### Document source

################

Le label Supports/Surfaces n'a pas été créé par un critique, un historien ou un marchand. L'élément cohésif qui unit ces artistes est le débat théorique et l'engagement dans des stratégies d'exposition non conventionnelles qu'ils ont pratiquées ensemble. La plupart des artistes dont les noms seront à jamais associés à Supports/Surfaces sont nés dans le sud de la France, non loin de la mer Méditerranée. C'est le cas d'André-Pierre Arnal, Vincent Bioulès, Louis Cane, Daniel Dezeuze, Noel Dolla, Toni Grand, Bernard Pagès, Patrick Saytour et Claude Viallat. Seuls Marc Devade, André Valensi et Jean-Pierre Pincemin sont nés à Paris.

Le terme « Support-Surface » (sans « s » au pluriel) a été inventé par Bioulès et utilisé pour la première fois en septembre 1970, à l'occasion de l'exposition éponyme organisée par Pierre Gaudibert dans le département du Musée d'art moderne de la Ville de Paris, intitulée ARC (Animation Recherche Confrontation). Bioulès, Devade, Dezeuze, Saytour, Valensi, Viallat et Pagès - qui s'est rétracté avant l'ouverture de l'exposition - en faisaient partie.

################

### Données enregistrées
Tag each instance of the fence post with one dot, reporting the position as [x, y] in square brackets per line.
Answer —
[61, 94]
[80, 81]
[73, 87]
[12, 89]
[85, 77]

################

### Vos consignes
a) Traduisez en anglais cette phrase du document source : « Seuls Marc Devade, André Valensi et Jean-Pierre Pincemin sont nés à Paris. »
b) D'après le document source, qui a inventé le terme « Support-Surface » ?
c) Donnez la suite du texte sur Supports/Surfaces, à partir de sa dernière phrase.

### Résultats de l'exercice
a) Only Marc Devade, André Valensi and Jean-Pierre Pincemin were born in Paris.

b) Vincent Bioulès.

c)
Les fondements philosophiques de Supports/Surfaces s'inspirent à la fois de la philosophie politique, de la psychanalyse et du socialisme révolutionnaire. Ils partagent également l'ambition collective de contester la domination de la scène artistique internationale par les Américains. Ces stratégies ont investi leur travail d'une rigueur conceptuelle alors même que les résultats plastiques remettaient en question les normes esthétiques. Ils explorent des matériaux non conventionnels, axent leur pratique sur le processus et inventent de nouveaux modes d'exposition dans des espaces alternatifs, à l'extérieur et dans des éditions auto-publiées.

En 1971, Bioulès, Cane, Devade et Dezeuze fondent la revue Peinture - Cahiers théoriques. Elle a fermé ses portes en 1985, mais reste un témoignage de l'agitation intellectuelle de l'époque. Elle contenait un mélange capiteux d'idées politiques radicales et d'esthétique moderniste pure et dure. Typiquement, le numéro d'avril 1974 contenait à a fois une traduction de l'essai de Greenberg de 1961 « Modernist Painting » et une critique enthousiaste du livre de Sollers « Sur le matérialisme » par Louis Cane. En mûrissant, les associés de Supports/Surfaces deviennent les artistes les plus couronnés de succès en France. Mais ils deviennent aussi plus individualistes et solitaires.

Cependant, l'esprit rebelle exprimé sous la bannière de Supports/Surfaces continue d'inspirer leurs œuvres actuelles, qui sont finalement beaucoup plus subtiles que les premiers débats qui les ont motivées.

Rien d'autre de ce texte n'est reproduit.